WHAT YOU SHOULD DO: Update these lines by replacing every "Target" with "Find" and leaving everything else unchanged. Leave the pictures out of your answer.

RECORDED DATA:

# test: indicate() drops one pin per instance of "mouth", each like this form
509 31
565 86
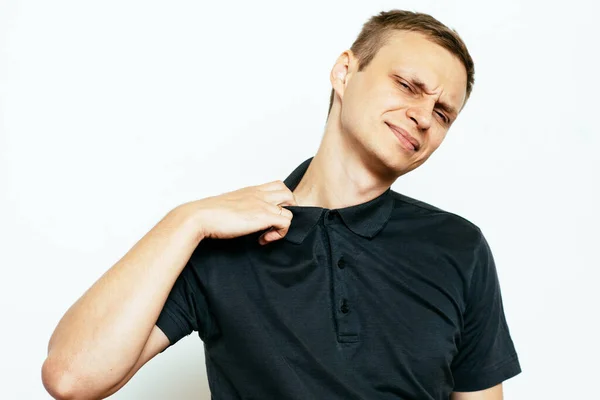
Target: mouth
407 141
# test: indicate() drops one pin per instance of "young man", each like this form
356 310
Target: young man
326 286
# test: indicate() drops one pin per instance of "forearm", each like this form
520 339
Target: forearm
101 336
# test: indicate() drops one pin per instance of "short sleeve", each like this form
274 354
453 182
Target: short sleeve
486 355
186 308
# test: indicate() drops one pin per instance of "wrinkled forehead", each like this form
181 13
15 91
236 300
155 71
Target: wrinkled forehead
415 54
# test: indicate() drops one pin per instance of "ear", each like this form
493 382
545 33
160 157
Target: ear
340 73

OUTPUT FOR THIS TASK:
# test: indicate() drops one pin per instance of "mouth", each like this form
509 31
565 86
Find: mouth
407 141
# test: indicate() drops one pin per instance of "young man", each like this form
356 310
Find: young man
326 286
# test: indicate() drops one pin per instance of "forearm", each like this form
520 339
Find: forearm
101 336
# test: indicate() drops one pin per instance of "short sleeve", each like this form
274 354
453 182
Find: short sleeve
486 355
186 308
# test: indicate() drops one pin per instance of "wrinkled forehead", each like this form
181 13
15 91
236 300
155 71
Find: wrinkled forehead
415 54
# test: indicate() drops one pin per instance of "ear", each like this form
493 382
545 33
160 157
Find: ear
340 73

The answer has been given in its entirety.